Don’t share this chart
Courtesy of Joshua M Brown
What if – and I know for some of you this seems impossible – but what if the metric or variable you believe to be the most important one for the stock market turns out not to be? Can you live with that or will you die on that hill? Will you double down, stick to your story and lash out with claims of the market being late, wrong or, gasp, manipulated because it doesn’t agree with you?
What if that thing you have been obsessing over – debt, deficits, who is the president, interest rates, earnings growth, tax rates, gas prices – really just isn’t the deciding variable after all?
If I had asked you back in March what the most important input for stock prices would be six months from now you would have said “the virus.” I would have also. And we both would have meant less cases is better for the stock market than more.
Well, cases are exploding to the upside and so is the stock market. Because that variable – the US infection rate – turns out not to have been the only important factor in determining whether or not people would want to buy stocks at higher prices.
Here are some of the other variables, many of which are directly related to or responding to “the virus”…
1. Federal Reserve
2. Foreign central banks
3. Fiscal stimulus
4. Deferred rents and mortgage payments
5. Ecommerce / digital economic transformation
6. Cloud adoption
7. Treatments / vaccines
8. Death rates
9. Political outcomes
10. Housing demand / mortgage rates
And here’s what it looks like when the variable you thought was most important to the stock market turns out not to have been – here’s total cases vs the S&P 500 price index:
Now, ten years from now, would a person look at this six month period and conclude “stocks like infections”? Only if they don’t understand that one variable is never enough. If their conclusion was that pandemics are bullish, they’re obviously drawing the wrong one.

- **WHAT YOU WILL DO**
**A)** From the piece on stock market variables, extract the part that opens with the words containing "Don’t share this" and closes with "variable after all?".
**B)** Answer these questions using the piece on stock market variables:
(i) What would the reader have named in March as the most important input for stock prices six months later?
(ii) Which variable is sixth in the numbered list?
(iii) Which two series does the chart compare?
**C)** Continue the piece on stock market variables, starting after its last sentence.

- **STUDY MATERIAL**
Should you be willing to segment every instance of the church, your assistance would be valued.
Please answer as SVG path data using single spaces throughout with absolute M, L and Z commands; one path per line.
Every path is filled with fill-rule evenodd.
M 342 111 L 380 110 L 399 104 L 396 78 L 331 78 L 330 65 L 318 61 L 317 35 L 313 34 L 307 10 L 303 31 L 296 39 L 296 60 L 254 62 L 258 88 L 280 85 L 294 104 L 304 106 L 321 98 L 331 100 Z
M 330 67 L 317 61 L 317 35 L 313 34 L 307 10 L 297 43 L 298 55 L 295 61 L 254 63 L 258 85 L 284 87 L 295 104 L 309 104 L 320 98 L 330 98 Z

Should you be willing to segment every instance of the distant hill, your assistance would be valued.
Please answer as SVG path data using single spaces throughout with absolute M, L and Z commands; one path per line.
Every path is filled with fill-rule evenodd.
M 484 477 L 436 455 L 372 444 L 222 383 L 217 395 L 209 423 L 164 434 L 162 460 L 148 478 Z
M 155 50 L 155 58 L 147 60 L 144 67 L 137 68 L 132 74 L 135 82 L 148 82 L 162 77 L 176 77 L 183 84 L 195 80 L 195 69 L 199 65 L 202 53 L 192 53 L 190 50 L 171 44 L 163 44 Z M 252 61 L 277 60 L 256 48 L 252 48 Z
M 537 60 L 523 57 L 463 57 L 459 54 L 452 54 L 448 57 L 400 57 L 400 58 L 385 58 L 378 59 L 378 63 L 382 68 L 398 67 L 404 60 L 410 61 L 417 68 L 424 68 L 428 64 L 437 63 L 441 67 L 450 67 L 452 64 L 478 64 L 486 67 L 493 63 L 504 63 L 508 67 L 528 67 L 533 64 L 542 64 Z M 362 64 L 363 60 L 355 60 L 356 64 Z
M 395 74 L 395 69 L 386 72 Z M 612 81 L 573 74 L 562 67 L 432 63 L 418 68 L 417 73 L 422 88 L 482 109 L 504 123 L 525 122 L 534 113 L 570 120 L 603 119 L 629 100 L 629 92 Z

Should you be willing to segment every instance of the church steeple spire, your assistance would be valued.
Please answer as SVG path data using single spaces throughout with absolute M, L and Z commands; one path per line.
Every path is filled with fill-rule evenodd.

- **EXPECTED RESULTS**
**A)**
Don’t share this chart
Courtesy of Joshua M Brown
What if – and I know for some of you this seems impossible – but what if the metric or variable you believe to be the most important one for the stock market turns out not to be? Can you live with that or will you die on that hill? Will you double down, stick to your story and lash out with claims of the market being late, wrong or, gasp, manipulated because it doesn’t agree with you?
What if that thing you have been obsessing over – debt, deficits, who is the president, interest rates, earnings growth, tax rates, gas prices – really just isn’t the deciding variable after all?

**B)**
(i) "The virus."
(ii) Cloud adoption.
(iii) Total cases and the S&P 500 price index.

**C)**
You can do this same thing with “stocks like Democratic presidents” or any other single-variable analysis someone lays upon your table. Your response to this type of thing should always be “Okay, I understand you see a meaningful correlation, but just humor me – what else was going on over this time period? What were some of the other variables?”
Don’t show anyone the chart above, btw. It’s only going to upset them.
But believe me when I tell you – no variable exists in a vacuum.
No variable asserts itself on the stock market strongly enough and for long enough without ultimately being countermanded by other variables. The government’s response to the pandemic is a perfect example of that. The worse the virus got, the more urgent the shutdown, the more obvious the need to mail checks out to tens of millions of consumers who would plow that money directly into the economy immediately. Cause and effect. Even the worst variable you could think of – in this case, literally the angel of death visiting us in our beds – will run up against an opposing variable soon enough to offset its effect on the stock market.